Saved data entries
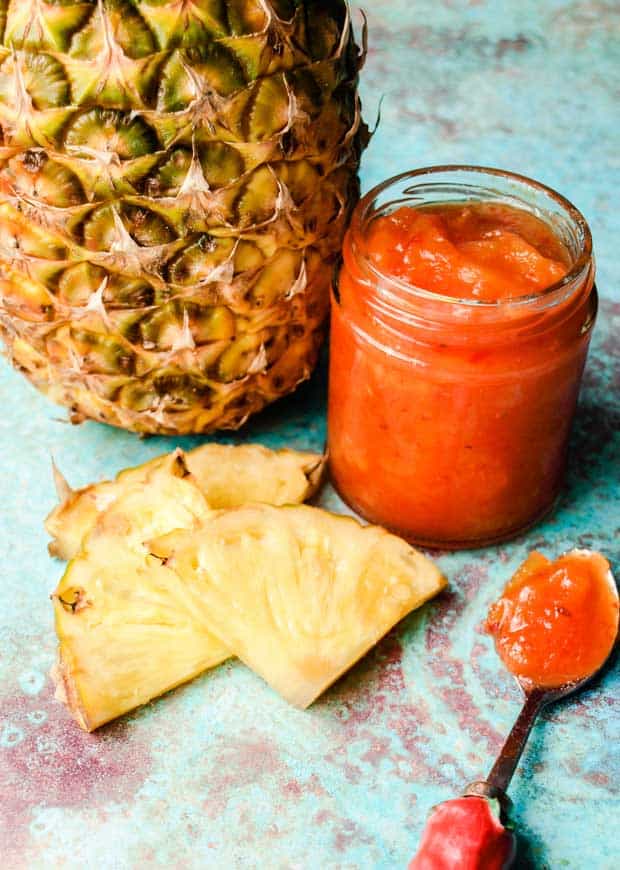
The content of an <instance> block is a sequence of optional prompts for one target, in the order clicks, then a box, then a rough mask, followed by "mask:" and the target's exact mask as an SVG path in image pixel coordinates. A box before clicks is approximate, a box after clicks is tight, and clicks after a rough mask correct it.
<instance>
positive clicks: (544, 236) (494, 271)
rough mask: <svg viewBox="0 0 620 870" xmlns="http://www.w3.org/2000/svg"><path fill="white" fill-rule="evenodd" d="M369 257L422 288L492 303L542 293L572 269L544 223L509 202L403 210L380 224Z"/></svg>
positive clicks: (562, 277) (477, 203)
mask: <svg viewBox="0 0 620 870" xmlns="http://www.w3.org/2000/svg"><path fill="white" fill-rule="evenodd" d="M367 252H368V256H369V257H370V259H371V260H372V261H373V263H374V264H375V265H376V266H377V267H378V268H379V269H380V270H381V271H383V272H386V273H387V274H389V275H392V276H394V277H397V278H401V279H404V280H405V281H407V282H408V283H409V284H412V285H414V286H416V287H421V288H424V289H425V290H431V291H433V292H434V293H439V294H443V295H447V296H452V297H454V298H456V299H481V300H485V301H489V302H493V301H498V300H500V299H506V298H509V297H513V296H517V297H518V296H527V295H528V294H530V293H540V292H541V291H543V290H545V289H546V288H547V287H549V286H550V285H551V284H554V283H555V282H556V281H559V280H560V279H561V278H563V277H564V275H566V273H567V271H568V266H569V257H568V252H567V251H566V249H565V248H564V247H563V245H562V244H561V242H560V241H559V239H558V238H557V237H556V236H555V235H554V234H553V232H552V231H551V229H550V227H549V226H548V225H547V224H546V223H545V222H544V221H542V220H540V219H539V218H537V217H535V216H533V215H530V214H529V213H528V212H526V211H524V210H523V209H519V208H515V207H514V206H511V205H507V204H505V203H498V204H490V203H484V202H479V203H476V202H471V203H465V204H463V205H459V204H450V203H444V204H442V205H441V206H434V207H429V208H423V209H416V208H412V207H410V206H402V207H401V208H399V209H397V210H396V211H395V212H393V213H392V214H389V215H386V216H385V217H379V218H377V219H376V220H375V221H374V222H373V223H372V225H371V227H370V230H369V233H368V240H367Z"/></svg>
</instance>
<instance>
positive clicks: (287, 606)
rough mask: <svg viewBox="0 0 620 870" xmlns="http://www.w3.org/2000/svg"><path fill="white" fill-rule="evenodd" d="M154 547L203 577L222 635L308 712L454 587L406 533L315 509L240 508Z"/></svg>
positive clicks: (211, 519) (227, 642)
mask: <svg viewBox="0 0 620 870" xmlns="http://www.w3.org/2000/svg"><path fill="white" fill-rule="evenodd" d="M149 547H150V550H151V552H152V553H153V554H155V555H157V556H158V557H160V558H162V559H165V560H166V566H167V567H168V568H172V569H173V570H174V571H175V572H176V573H177V574H178V575H179V577H182V578H183V579H185V580H190V579H191V580H192V581H193V582H196V583H201V584H202V588H203V593H202V600H203V602H204V606H205V609H206V612H207V614H208V625H209V628H210V629H211V630H212V632H213V634H214V635H215V636H216V637H219V639H220V640H221V641H222V642H225V643H226V644H227V645H228V647H229V649H230V650H231V651H232V652H233V653H234V654H235V655H237V656H238V657H239V658H240V659H241V660H242V661H244V662H245V663H246V664H247V665H248V666H249V667H251V668H252V669H253V670H254V671H256V673H258V674H259V675H260V676H262V677H263V678H264V679H265V680H266V681H267V682H268V683H269V684H270V685H271V686H272V687H273V688H274V689H276V691H278V692H279V693H280V694H281V695H282V696H283V697H284V698H285V699H286V700H288V701H289V702H290V703H292V704H294V705H295V706H297V707H300V708H305V707H307V706H309V705H310V704H311V703H312V702H313V701H314V700H315V699H316V698H317V697H318V696H319V695H320V694H321V693H322V692H323V691H325V689H327V688H328V686H330V685H331V684H332V683H333V682H334V681H335V680H337V679H338V677H339V676H341V675H342V674H343V673H344V672H345V671H347V670H348V669H349V668H350V667H351V666H352V665H353V664H354V663H355V662H356V661H357V660H358V659H359V658H361V656H363V655H364V654H365V653H366V652H367V651H368V650H369V649H370V648H371V647H372V646H374V644H376V643H377V641H378V640H379V639H380V638H381V637H383V635H384V634H386V633H387V632H388V631H389V630H390V629H391V628H392V627H393V626H394V625H395V624H396V623H397V622H399V621H400V620H401V619H402V618H403V617H404V616H406V615H407V614H408V613H410V612H411V611H412V610H413V609H415V608H417V607H420V606H421V605H422V604H423V603H424V602H425V601H427V600H428V599H429V598H431V597H433V596H434V595H436V594H437V593H438V592H439V591H440V590H441V589H442V588H443V587H444V586H445V584H446V581H445V578H444V577H443V576H442V575H441V572H440V571H439V569H438V568H437V567H436V566H435V565H434V564H433V562H431V560H430V559H428V558H427V557H426V556H424V555H422V554H421V553H419V552H418V551H416V550H414V549H413V548H412V547H410V546H409V545H408V544H407V543H406V542H405V541H403V540H401V539H400V538H397V537H395V536H394V535H391V534H389V533H388V532H386V531H385V530H383V529H380V528H377V527H372V526H370V527H363V526H361V525H360V524H359V523H357V522H356V521H355V520H353V519H351V518H348V517H337V516H335V515H332V514H328V513H326V512H325V511H321V510H319V509H317V508H311V507H307V506H301V507H285V508H273V507H270V506H268V505H254V506H248V507H243V508H239V509H237V510H233V511H228V512H224V513H221V514H219V515H218V516H215V517H213V516H212V517H211V518H210V519H209V521H208V523H206V524H201V525H200V527H197V528H195V529H194V530H190V531H183V530H179V531H175V532H171V533H170V534H169V535H167V536H165V537H163V538H160V539H158V540H154V541H151V542H150V545H149Z"/></svg>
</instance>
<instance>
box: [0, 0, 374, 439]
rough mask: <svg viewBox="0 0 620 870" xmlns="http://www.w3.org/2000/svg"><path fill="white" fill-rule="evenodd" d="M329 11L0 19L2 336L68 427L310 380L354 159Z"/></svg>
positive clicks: (340, 45) (112, 7)
mask: <svg viewBox="0 0 620 870" xmlns="http://www.w3.org/2000/svg"><path fill="white" fill-rule="evenodd" d="M362 61H363V52H362V53H360V52H359V50H358V48H357V46H356V44H355V41H354V37H353V33H352V29H351V22H350V15H349V10H348V7H347V4H346V3H345V2H344V0H199V2H194V3H189V2H186V0H177V2H172V3H163V2H161V0H147V2H130V0H97V2H79V3H76V2H71V0H63V3H62V4H58V3H46V2H43V0H32V2H24V0H19V2H17V0H11V2H4V3H0V133H1V139H0V334H2V337H3V339H4V344H5V347H6V351H7V354H8V356H9V358H10V359H11V360H12V362H13V364H14V365H15V366H16V367H18V368H19V369H21V370H22V371H23V373H24V374H25V375H26V376H27V377H28V378H29V379H30V380H31V381H32V383H33V384H34V385H35V386H36V387H38V388H39V389H40V390H41V391H43V392H44V393H46V394H47V395H48V396H49V398H50V399H52V400H53V401H55V402H57V403H59V404H62V405H66V406H67V407H68V408H69V409H70V413H71V419H72V421H73V422H76V423H77V422H81V421H82V420H84V419H85V418H94V419H97V420H101V421H103V422H106V423H110V424H112V425H115V426H120V427H123V428H127V429H132V430H135V431H137V432H142V433H160V434H177V433H178V434H185V433H206V432H210V431H212V430H215V429H223V428H237V427H239V426H240V425H242V424H243V423H244V422H245V420H246V419H247V418H248V416H249V415H250V414H252V413H254V412H256V411H258V410H260V409H261V408H262V407H264V406H265V405H266V404H267V403H269V402H271V401H273V400H275V399H277V398H279V397H280V396H282V395H285V394H286V393H288V392H290V391H292V390H293V389H295V387H296V386H297V384H298V383H300V382H301V381H302V380H304V379H305V378H307V377H309V375H310V373H311V371H312V369H313V367H314V365H315V363H316V359H317V355H318V349H319V346H320V343H321V341H322V338H323V333H324V321H325V317H326V315H327V312H328V306H329V284H330V281H331V276H332V272H333V268H334V266H335V263H336V261H337V258H338V253H339V250H340V246H341V242H342V237H343V234H344V230H345V228H346V223H347V220H348V216H349V214H350V210H351V208H352V206H353V205H354V203H355V201H356V199H357V197H358V195H359V184H358V179H357V170H358V167H359V159H360V155H361V151H362V149H363V147H364V145H365V144H366V142H367V138H368V136H367V129H366V127H365V125H364V124H363V122H362V121H361V115H360V103H359V98H358V96H357V82H358V73H359V69H360V67H361V64H362Z"/></svg>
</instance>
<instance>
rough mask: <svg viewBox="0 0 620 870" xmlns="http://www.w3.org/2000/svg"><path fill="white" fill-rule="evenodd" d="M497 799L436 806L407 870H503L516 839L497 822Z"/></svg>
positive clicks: (512, 854)
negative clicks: (417, 848) (416, 850)
mask: <svg viewBox="0 0 620 870" xmlns="http://www.w3.org/2000/svg"><path fill="white" fill-rule="evenodd" d="M499 816H500V806H499V802H498V801H497V800H493V799H488V798H485V797H477V796H471V797H460V798H455V799H454V800H451V801H445V802H444V803H442V804H439V805H438V806H436V807H435V808H434V809H433V811H432V813H431V816H430V818H429V820H428V822H427V823H426V828H425V829H424V833H423V835H422V841H421V843H420V848H419V850H418V853H417V855H416V856H415V858H414V859H413V861H412V862H411V863H410V864H409V870H506V868H508V867H510V866H511V864H512V861H513V859H514V855H515V846H516V841H515V836H514V834H513V833H512V832H511V831H509V830H508V829H507V828H505V827H504V826H503V825H502V823H501V821H500V818H499Z"/></svg>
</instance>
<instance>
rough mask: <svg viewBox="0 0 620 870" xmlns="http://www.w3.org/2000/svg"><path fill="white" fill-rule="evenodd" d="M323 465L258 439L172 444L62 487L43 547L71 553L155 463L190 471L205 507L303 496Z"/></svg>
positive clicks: (281, 503) (303, 452)
mask: <svg viewBox="0 0 620 870" xmlns="http://www.w3.org/2000/svg"><path fill="white" fill-rule="evenodd" d="M324 466H325V463H324V457H323V456H321V455H320V454H316V453H304V452H299V451H295V450H277V451H274V450H269V449H267V448H266V447H263V446H261V445H258V444H256V445H254V444H241V445H236V446H232V445H223V444H204V445H202V446H200V447H197V448H195V449H194V450H191V451H189V452H188V453H183V452H182V451H180V450H177V451H174V452H173V453H171V454H165V455H163V456H157V457H155V458H154V459H151V460H150V461H148V462H146V463H144V464H142V465H139V466H137V467H135V468H127V469H125V470H123V471H121V472H120V473H119V474H118V475H117V477H116V480H114V481H102V482H100V483H95V484H91V485H90V486H86V487H83V488H81V489H78V490H75V491H71V490H70V491H69V492H68V494H65V493H63V497H62V499H61V502H60V504H59V505H57V506H56V507H55V508H54V510H53V511H52V512H51V513H50V514H49V516H48V517H47V519H46V521H45V528H46V530H47V532H48V534H49V535H50V536H51V537H52V541H51V543H50V544H49V550H50V553H51V555H53V556H56V557H58V558H59V559H64V560H68V559H72V558H73V557H74V556H75V555H76V554H77V553H78V552H79V550H80V547H81V544H82V541H83V539H84V538H85V536H86V535H87V534H88V533H89V532H90V531H91V530H92V528H93V527H94V525H95V523H96V522H97V520H98V518H99V516H100V515H101V514H102V513H103V512H104V511H105V510H107V509H108V508H109V507H110V506H111V505H113V504H114V502H116V501H117V500H118V499H119V498H120V497H122V495H123V493H125V492H127V491H128V489H129V488H131V487H133V486H134V485H136V484H142V483H145V482H147V481H148V480H149V479H151V478H152V476H153V474H154V472H156V471H157V470H158V469H162V468H163V470H164V475H165V474H166V473H169V474H172V475H175V476H178V477H184V476H186V475H191V480H192V482H193V483H194V484H195V485H196V486H197V487H198V489H199V490H200V491H201V493H202V495H203V496H204V498H205V499H206V502H207V503H208V505H209V507H211V508H214V509H224V508H232V507H238V506H240V505H242V504H245V503H247V502H267V503H268V504H274V505H283V504H297V503H301V502H303V501H307V500H308V499H309V498H311V497H312V496H313V495H314V493H315V492H316V490H317V488H318V486H319V485H320V482H321V476H322V474H323V470H324ZM163 480H164V482H165V476H164V478H163ZM160 504H161V494H160Z"/></svg>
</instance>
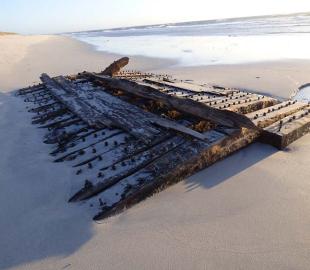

TASK BRIEF:
Reproduce the data above word for word from its first line through the line that holds "257L422 288L492 303L542", both ends included; skip pictures.

WRITTEN ANSWER:
The content of an <instance> block is a sequence of optional prompts for one target, in the order clicks, then a box, then a rough mask, followed by "mask:" and the target's exact mask as an SVG path in image pixel coordinates. A box before clicks is approximate, a box after clicks is tight, and clicks after a rough mask correct it.
<instance>
positive clicks: (544, 236) (494, 271)
rough mask: <svg viewBox="0 0 620 870" xmlns="http://www.w3.org/2000/svg"><path fill="white" fill-rule="evenodd" d="M369 257L422 288L492 303L542 293L572 269L544 223L509 202L403 210L380 224Z"/></svg>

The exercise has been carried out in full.